Start of Selected extract
Jones had scored zero in the WCA, but those helping him prepare for his tribunal appeal felt his score should have been more like 20.
However, it’s not only the substance of the tests that has raised concern – the large amounts of money sloshing around in the background and the involvement of a privateer have prompted additional fears.
The government controversially decided that medical assessments would be carried out by a private company – Atos Healthcare, which is owned by parent company Atos Origin.
It has been employed on a £59 million contract from the Department of Work and Pensions (DWP) to carry out the reassessments. However this sum is only for the reassessments alone. The cost of the WCA contract itself is around £80 million.
Tony Greenstein of Brighton and Hove TUC unemployed workers’ centre is concerned that Atos’s profit motive could well colour how the assessments are carried out.
“The involvement and running of the programme by Atos is very important,” he says.
If it wants to keep its contract, a private company may well be under pressure “to fail as many people as possible” and is “unaccountable in how it carries this out.”
With the government determined to reduce the number of those who are claiming, “they don’t want assessments by doctors, still less one’s own GP,” says Greenstein.
The DWP says that health-care professionals who compile medical reports do not receive bonuses where DWP decision-makers have disallowed benefits. But the department does not hold any information regarding the amounts paid to Atos Healthcare staff.
Whether Atos itself awards bonuses to staff for “failing” claimants remains unclear. Despite several attempts by the Morning Star to contact Atos in order to clarify salaries or any bonuses it pays, no response has been received.
Although the DWP says that assessments are not target-driven, many are not reassured that the decisions being reached are the correct ones.
Stephen Dickinson suffers from mental illness and is unable to even speak on the phone due to his condition.
He was found not fit for work, but he questions why the health-care professional he saw was not a qualified psychiatrist or psychologist.
“My assessment was carried out by an Atos Healthcare doctor,” he says.
“I remain sceptical of his qualifications because he never explained what he was a doctor of.
End of Selected extract
Start of Data records
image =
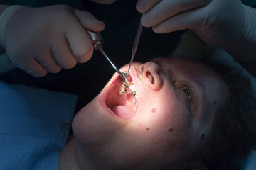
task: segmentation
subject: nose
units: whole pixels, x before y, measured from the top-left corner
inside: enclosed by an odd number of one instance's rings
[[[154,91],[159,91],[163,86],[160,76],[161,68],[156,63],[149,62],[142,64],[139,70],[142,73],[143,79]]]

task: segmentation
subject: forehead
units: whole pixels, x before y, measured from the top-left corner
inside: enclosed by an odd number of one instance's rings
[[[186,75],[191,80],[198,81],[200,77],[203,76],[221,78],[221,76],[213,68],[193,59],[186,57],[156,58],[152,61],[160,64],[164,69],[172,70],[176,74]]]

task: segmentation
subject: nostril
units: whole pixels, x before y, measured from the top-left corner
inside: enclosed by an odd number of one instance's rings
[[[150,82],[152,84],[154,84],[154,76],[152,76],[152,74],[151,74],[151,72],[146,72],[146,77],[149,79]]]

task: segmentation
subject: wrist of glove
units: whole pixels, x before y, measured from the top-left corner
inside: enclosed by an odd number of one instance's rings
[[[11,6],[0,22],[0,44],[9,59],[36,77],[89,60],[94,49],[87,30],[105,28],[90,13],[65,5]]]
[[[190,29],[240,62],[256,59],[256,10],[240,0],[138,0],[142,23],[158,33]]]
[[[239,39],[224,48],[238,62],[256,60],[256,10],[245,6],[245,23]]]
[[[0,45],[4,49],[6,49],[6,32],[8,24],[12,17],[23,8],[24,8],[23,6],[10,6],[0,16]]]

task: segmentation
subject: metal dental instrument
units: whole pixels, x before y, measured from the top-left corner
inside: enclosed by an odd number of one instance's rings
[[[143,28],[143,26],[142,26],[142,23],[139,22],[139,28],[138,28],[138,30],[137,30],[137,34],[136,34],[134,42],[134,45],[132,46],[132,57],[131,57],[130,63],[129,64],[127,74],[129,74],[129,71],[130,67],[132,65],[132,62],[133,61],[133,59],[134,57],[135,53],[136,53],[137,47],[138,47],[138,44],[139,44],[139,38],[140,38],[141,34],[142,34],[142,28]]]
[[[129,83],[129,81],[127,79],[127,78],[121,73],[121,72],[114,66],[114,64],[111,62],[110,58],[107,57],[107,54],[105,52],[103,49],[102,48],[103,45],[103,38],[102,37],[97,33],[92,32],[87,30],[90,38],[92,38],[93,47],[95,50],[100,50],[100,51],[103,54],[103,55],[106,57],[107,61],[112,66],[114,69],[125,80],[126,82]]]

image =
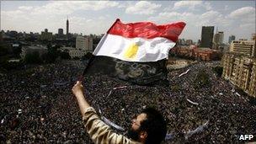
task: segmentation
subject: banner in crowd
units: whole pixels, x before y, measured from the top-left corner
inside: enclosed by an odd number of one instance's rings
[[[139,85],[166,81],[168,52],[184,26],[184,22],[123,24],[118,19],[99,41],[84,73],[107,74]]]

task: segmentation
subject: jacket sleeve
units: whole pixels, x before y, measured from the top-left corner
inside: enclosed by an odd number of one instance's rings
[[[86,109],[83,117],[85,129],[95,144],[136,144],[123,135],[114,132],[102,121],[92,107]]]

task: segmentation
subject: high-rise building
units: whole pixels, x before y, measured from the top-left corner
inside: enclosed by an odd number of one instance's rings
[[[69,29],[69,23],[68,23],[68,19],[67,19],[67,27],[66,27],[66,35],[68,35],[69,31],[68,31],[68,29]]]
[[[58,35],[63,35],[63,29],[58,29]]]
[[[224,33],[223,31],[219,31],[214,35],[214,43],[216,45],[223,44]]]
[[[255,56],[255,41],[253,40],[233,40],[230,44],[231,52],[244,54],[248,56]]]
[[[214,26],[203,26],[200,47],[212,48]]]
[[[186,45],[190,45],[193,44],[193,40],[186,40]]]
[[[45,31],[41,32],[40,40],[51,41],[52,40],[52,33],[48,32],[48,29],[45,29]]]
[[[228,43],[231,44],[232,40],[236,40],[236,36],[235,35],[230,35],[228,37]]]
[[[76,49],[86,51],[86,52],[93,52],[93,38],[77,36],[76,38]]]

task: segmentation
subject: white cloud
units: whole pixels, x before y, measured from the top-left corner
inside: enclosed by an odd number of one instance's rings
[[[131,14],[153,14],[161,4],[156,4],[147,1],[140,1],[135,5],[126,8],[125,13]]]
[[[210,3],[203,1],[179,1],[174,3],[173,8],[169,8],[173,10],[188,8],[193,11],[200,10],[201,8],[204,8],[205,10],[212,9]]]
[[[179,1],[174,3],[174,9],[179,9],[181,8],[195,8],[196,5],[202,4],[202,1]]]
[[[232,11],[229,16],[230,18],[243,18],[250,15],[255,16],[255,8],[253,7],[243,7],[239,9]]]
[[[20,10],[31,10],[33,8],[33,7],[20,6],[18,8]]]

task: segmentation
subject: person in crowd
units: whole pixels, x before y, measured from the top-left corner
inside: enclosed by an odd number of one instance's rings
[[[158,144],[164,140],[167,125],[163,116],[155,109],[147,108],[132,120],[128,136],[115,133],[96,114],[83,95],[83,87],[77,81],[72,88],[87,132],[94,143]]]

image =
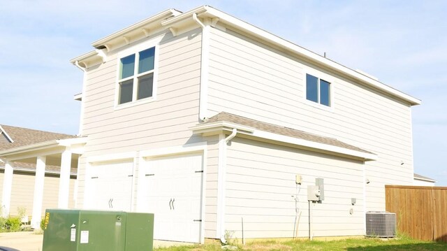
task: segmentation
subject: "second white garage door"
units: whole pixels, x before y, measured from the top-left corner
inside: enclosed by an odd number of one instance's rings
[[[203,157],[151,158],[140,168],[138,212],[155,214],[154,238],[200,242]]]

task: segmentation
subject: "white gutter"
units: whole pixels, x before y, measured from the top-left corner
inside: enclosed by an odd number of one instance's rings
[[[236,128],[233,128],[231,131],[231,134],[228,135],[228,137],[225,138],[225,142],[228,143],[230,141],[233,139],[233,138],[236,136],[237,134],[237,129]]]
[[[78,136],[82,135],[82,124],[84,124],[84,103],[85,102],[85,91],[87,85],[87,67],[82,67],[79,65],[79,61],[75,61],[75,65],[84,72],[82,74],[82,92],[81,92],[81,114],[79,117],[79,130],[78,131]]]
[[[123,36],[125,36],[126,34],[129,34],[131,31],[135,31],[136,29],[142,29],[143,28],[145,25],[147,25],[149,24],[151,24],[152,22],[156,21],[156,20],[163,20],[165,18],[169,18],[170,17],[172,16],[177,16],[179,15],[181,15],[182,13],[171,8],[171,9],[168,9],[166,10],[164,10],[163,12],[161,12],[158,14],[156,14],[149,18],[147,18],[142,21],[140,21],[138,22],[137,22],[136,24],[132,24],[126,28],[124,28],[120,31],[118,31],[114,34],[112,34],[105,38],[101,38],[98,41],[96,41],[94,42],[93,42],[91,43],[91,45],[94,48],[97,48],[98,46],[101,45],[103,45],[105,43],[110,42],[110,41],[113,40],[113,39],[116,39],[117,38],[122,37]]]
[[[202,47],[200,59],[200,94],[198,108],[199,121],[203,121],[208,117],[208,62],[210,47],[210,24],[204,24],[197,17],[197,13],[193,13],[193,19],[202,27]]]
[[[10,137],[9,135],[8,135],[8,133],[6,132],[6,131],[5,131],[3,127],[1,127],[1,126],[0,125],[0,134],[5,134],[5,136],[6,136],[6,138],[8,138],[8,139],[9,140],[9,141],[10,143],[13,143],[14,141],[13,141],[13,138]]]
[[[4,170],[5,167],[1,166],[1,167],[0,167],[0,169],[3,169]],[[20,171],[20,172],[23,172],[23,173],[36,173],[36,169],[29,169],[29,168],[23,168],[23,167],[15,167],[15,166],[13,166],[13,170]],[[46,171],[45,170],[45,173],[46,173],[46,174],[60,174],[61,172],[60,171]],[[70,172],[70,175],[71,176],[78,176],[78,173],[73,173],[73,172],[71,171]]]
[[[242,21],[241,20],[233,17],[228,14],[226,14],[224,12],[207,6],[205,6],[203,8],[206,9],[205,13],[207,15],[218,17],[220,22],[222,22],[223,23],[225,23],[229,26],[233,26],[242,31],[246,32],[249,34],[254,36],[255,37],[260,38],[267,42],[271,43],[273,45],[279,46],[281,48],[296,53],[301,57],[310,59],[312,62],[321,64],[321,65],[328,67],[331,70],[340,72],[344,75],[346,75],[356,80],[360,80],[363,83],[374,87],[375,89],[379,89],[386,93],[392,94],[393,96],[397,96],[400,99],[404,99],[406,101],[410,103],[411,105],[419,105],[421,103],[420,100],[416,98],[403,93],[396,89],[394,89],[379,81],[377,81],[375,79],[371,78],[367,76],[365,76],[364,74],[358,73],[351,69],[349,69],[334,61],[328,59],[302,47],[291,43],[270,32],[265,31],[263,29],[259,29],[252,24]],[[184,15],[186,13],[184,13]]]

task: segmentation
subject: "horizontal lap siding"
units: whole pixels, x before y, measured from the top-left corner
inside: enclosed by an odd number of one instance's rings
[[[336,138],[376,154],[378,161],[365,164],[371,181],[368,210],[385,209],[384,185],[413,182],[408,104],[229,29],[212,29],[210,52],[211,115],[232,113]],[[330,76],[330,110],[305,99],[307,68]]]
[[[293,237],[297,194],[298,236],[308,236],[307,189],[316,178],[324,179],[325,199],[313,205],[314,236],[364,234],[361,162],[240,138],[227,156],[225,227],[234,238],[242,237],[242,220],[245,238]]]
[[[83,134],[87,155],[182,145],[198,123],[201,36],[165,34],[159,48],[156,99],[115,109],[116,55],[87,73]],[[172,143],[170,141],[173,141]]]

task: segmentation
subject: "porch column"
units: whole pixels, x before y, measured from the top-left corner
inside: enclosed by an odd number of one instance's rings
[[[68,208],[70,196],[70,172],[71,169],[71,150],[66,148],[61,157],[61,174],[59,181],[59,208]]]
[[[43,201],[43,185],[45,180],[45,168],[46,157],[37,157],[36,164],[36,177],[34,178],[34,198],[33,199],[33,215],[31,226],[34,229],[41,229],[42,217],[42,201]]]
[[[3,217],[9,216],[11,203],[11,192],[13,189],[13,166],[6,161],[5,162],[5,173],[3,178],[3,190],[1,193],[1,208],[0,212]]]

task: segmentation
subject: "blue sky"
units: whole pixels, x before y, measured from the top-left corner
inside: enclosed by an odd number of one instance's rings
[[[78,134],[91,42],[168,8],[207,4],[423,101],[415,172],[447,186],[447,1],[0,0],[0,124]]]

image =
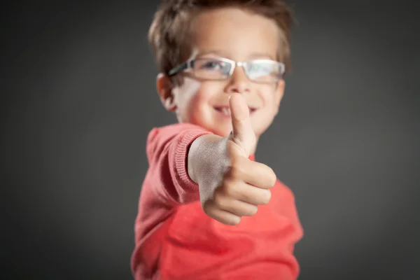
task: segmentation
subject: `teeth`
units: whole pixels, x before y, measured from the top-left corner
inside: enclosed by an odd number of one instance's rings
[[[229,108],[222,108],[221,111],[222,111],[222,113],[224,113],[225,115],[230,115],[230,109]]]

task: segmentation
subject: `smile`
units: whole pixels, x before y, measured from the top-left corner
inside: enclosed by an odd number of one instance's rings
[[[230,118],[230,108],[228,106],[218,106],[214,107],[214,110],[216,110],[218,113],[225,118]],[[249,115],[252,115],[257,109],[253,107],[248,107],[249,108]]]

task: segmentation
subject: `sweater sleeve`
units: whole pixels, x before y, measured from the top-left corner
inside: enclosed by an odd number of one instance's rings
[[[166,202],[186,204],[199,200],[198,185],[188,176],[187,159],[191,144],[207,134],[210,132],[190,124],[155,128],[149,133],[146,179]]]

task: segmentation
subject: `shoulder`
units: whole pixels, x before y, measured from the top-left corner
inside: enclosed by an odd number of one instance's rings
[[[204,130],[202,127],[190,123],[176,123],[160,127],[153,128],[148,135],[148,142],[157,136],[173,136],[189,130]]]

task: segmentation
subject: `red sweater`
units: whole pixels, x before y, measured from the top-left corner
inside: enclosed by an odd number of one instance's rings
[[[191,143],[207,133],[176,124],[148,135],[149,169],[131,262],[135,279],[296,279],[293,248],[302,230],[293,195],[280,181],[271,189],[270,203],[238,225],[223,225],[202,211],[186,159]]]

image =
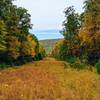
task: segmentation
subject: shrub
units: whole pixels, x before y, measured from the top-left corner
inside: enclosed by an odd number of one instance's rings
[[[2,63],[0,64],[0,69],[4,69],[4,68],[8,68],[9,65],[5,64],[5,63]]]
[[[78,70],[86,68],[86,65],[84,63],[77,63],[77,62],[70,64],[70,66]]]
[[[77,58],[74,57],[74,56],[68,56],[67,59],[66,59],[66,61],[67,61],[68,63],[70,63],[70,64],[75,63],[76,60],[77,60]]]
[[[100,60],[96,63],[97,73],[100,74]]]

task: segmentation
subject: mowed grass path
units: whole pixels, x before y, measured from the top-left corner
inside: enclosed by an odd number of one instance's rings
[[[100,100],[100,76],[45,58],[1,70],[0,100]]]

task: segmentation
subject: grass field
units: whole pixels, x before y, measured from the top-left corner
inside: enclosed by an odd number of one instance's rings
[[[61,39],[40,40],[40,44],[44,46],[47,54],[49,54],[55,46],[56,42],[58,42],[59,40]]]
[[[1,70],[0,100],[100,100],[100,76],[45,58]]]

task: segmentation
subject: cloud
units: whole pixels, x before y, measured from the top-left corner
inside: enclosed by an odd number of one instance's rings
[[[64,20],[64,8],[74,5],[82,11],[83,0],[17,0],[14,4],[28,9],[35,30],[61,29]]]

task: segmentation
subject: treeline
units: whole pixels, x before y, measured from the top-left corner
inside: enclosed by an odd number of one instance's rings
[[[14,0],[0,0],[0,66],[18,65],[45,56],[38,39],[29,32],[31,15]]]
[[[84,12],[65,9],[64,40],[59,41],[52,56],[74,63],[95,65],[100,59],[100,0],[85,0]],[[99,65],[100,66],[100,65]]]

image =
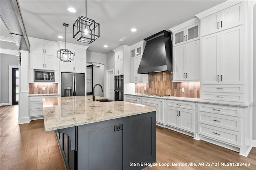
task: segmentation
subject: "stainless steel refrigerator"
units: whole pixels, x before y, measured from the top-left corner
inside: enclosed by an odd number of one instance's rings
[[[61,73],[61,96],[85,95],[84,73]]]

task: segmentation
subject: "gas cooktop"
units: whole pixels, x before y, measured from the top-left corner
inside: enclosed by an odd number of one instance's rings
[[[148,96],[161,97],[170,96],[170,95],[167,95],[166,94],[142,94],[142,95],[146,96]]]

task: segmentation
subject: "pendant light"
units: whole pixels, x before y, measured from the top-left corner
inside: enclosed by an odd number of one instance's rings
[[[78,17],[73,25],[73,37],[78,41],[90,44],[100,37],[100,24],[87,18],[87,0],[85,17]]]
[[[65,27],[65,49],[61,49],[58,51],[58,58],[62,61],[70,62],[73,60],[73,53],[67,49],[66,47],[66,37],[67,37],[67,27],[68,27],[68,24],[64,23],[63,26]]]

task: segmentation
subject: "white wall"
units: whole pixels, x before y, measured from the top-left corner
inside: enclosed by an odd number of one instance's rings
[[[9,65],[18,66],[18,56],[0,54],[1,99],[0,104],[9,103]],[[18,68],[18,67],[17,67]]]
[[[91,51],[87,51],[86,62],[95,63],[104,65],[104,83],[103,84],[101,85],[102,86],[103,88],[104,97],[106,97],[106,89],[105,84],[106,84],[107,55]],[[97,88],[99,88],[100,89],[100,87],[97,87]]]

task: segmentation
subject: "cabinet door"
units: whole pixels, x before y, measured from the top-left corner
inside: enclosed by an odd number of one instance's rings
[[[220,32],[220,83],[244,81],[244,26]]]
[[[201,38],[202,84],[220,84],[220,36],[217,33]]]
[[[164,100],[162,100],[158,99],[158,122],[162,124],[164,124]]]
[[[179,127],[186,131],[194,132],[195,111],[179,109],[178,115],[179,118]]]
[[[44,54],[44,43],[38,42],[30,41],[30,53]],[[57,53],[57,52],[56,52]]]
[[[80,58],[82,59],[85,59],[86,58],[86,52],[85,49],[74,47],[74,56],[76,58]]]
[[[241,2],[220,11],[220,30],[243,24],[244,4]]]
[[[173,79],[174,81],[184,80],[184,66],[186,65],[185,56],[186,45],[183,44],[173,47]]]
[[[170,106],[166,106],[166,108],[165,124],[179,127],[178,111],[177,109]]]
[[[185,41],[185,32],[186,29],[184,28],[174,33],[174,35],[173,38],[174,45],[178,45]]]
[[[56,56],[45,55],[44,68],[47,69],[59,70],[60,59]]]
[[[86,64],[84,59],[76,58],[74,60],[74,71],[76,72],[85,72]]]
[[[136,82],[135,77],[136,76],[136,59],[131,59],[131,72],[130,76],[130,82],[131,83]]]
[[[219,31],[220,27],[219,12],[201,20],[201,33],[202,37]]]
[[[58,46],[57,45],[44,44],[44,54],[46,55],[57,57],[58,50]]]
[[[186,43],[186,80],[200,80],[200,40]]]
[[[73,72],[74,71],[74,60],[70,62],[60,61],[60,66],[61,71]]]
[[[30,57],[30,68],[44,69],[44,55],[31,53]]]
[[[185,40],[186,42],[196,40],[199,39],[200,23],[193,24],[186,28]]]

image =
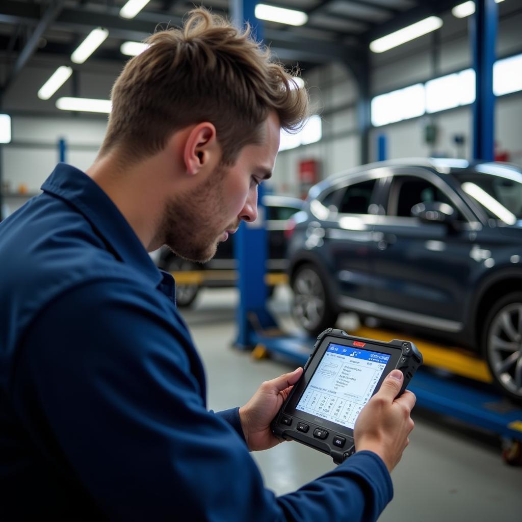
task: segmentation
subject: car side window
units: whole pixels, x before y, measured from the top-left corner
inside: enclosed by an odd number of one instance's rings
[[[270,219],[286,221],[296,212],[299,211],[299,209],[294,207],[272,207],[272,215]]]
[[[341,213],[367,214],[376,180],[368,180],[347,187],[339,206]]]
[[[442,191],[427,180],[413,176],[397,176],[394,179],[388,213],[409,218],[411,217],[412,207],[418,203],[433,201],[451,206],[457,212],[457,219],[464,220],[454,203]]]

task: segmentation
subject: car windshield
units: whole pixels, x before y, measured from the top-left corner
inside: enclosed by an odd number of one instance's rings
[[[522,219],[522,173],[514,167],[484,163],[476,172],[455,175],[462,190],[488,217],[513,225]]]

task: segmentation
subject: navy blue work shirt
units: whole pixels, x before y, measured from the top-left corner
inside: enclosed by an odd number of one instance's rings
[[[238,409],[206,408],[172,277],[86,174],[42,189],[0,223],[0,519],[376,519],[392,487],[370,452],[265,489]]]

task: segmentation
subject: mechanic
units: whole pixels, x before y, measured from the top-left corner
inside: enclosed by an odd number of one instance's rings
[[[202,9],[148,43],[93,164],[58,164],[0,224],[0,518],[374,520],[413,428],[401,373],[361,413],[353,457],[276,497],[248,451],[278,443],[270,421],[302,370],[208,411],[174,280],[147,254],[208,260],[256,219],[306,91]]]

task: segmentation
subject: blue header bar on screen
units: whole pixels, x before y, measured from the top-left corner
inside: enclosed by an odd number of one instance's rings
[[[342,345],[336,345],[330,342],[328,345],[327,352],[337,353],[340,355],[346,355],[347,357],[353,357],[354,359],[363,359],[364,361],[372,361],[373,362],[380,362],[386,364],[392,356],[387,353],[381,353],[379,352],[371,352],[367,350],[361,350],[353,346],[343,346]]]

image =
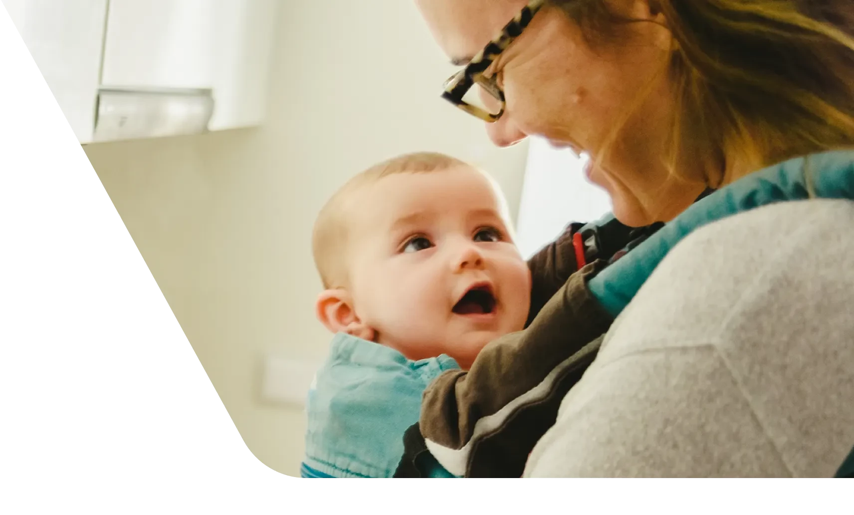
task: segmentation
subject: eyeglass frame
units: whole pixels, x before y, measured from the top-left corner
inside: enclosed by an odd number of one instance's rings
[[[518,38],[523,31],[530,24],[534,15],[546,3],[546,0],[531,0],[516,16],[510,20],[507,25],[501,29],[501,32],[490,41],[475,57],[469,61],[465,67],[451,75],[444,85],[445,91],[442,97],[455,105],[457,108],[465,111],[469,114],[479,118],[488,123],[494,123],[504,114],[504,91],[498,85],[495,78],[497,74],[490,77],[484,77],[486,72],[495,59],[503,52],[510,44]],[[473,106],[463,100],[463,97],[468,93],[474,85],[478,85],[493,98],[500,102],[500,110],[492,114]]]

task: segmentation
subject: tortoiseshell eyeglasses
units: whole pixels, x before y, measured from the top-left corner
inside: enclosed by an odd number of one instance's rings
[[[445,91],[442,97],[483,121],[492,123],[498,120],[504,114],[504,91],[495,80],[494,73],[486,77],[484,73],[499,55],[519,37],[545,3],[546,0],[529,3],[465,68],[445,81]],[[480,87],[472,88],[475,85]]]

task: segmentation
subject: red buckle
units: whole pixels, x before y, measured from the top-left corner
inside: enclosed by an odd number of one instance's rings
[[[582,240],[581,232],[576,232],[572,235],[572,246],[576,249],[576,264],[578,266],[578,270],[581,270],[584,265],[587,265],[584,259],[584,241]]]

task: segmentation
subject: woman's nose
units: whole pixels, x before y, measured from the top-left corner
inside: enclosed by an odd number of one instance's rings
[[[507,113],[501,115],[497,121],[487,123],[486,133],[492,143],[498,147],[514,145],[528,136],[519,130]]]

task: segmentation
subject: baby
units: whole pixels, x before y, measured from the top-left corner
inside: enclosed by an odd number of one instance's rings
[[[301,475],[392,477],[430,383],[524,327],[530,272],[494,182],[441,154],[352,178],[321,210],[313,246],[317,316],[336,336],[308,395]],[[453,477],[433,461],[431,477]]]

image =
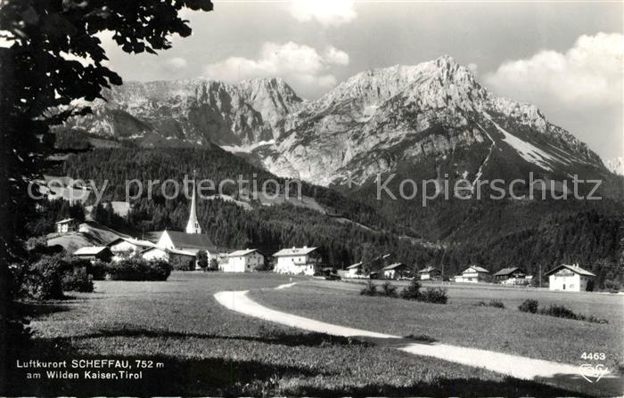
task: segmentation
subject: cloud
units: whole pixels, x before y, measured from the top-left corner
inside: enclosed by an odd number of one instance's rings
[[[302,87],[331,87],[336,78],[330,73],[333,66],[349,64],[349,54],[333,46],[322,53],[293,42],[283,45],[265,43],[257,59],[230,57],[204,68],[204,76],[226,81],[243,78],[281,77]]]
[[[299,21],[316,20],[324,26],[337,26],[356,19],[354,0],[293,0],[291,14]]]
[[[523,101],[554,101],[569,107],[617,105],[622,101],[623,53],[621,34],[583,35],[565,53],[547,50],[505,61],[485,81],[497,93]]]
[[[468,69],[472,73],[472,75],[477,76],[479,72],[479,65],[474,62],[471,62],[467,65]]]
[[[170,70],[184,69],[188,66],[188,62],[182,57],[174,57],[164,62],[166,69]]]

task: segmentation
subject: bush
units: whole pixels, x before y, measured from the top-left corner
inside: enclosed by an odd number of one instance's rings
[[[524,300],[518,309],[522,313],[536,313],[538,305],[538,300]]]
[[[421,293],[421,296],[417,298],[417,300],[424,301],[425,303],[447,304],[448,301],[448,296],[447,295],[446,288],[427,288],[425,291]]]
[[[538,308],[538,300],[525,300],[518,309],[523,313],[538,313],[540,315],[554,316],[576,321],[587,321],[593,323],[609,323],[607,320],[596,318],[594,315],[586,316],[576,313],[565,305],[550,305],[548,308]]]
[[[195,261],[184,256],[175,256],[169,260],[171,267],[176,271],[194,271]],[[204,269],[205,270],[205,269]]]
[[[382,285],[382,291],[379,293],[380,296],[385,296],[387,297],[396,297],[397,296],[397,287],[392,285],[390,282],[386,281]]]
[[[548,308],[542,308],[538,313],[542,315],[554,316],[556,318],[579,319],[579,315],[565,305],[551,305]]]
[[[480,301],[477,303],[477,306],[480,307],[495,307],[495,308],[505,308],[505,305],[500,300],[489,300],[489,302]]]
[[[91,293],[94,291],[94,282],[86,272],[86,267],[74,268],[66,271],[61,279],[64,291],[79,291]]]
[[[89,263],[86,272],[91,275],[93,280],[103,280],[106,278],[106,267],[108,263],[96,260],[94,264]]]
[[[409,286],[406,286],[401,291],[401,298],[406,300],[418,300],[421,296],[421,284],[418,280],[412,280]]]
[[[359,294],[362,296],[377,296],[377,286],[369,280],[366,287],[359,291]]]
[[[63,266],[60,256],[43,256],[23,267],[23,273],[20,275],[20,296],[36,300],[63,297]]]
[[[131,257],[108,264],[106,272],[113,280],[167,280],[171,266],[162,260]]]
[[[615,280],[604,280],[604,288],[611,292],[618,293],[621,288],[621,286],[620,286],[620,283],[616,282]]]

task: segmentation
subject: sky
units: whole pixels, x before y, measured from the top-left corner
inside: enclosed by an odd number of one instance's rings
End of Data records
* **Task objective**
Copy out the text on Atos Healthcare's benefit assessments, beginning at the words "The DWP says that health-care" and ending after "Atos Healthcare staff.", and substitute "medical assessors" for "health-care professionals".

* **Solution to the problem**
The DWP says that medical assessors who compile medical reports do not receive bonuses where DWP decision-makers have disallowed benefits. But the department does not hold any information regarding the amounts paid to Atos Healthcare staff.